_TEXT EXTRACT_

** Start **

Here's a script that shows how you can do this. To demonstrate how kstest is used, the script runs kstest twice. First it uses a sample that is not from the distribution. As expected, kstest computes a very small p-value for this first sample. It then generates a sample that is drawn from the mixture. For this sample, the p-value is not small.

import numpy as np
from scipy import stats


def bimodal_cdf(x, weight1, mean1, stdv1, mean2, stdv2):
    """
    CDF of a mixture of two normal distributions.
    """
    return (weight1*stats.norm.cdf(x, mean1, stdv1) +
            (1 - weight1)*stats.norm.cdf(x, mean2, stdv2))


# We only need weight1, since weight2 = 1 - weight1.
weight1 = 0.6
mean1 = 0.036
stdv1 = 0.52
mean2 = 1.25
stdv2 = 0.4

n = 200

# Create a sample from a regular normal distribution that has parameters
# similar to the bimodal distribution.
sample1 = stats.norm.rvs(0.5*(mean1 + mean2), 0.5, size=n)

# The result of kstest should show that sample1 is not from the bimodal
# distribution (i.e. the p-value should be very small).
stat1, pvalue1 = stats.kstest(sample1, cdf=bimodal_cdf,
                              args=(weight1, mean1, stdv2, mean2, stdv2))
print("sample1 p-value =", pvalue1)

# Create a sample from the bimodal distribution.  This sample is the
# concatenation of samples from the two normal distributions that make
# up the bimodal distribution.  The number of samples to take from the
# first distributions is determined by a binomial distribution of n
# samples with probability weight1.
n1 = np.random.binomial(n, p=weight1)
sample2 = np.concatenate((stats.norm.rvs(mean1, stdv1, size=n1),
                         (stats.norm.rvs(mean2, stdv2, size=n - n1))))

** End **

_INFORMATION SUPPLIED_
** Start **

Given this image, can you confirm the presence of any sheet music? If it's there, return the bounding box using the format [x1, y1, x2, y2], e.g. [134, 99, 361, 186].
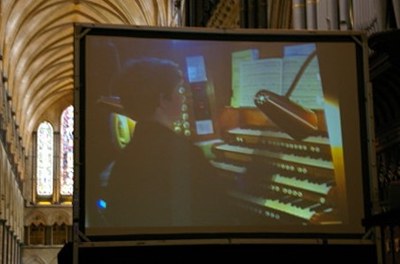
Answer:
[231, 49, 259, 107]
[238, 58, 282, 107]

** End **

_DIRECTIONS_
1/ Translate this sentence from the kstest script into Spanish: "As expected, kstest computes a very small p-value for this first sample."
2/ Revise the kstest script between "weight1 = 0.6" and "to the bimodal distribution.", inclusive, changing "regular" to "standard".
Rely only on the kstest script; the listing plays no part.

_RESPONSE LIST_
1/ Como era de esperar, kstest calcula un valor p muy pequeño para esta primera muestra.

2/
weight1 = 0.6
mean1 = 0.036
stdv1 = 0.52
mean2 = 1.25
stdv2 = 0.4

n = 200

# Create a sample from a standard normal distribution that has parameters
# similar to the bimodal distribution.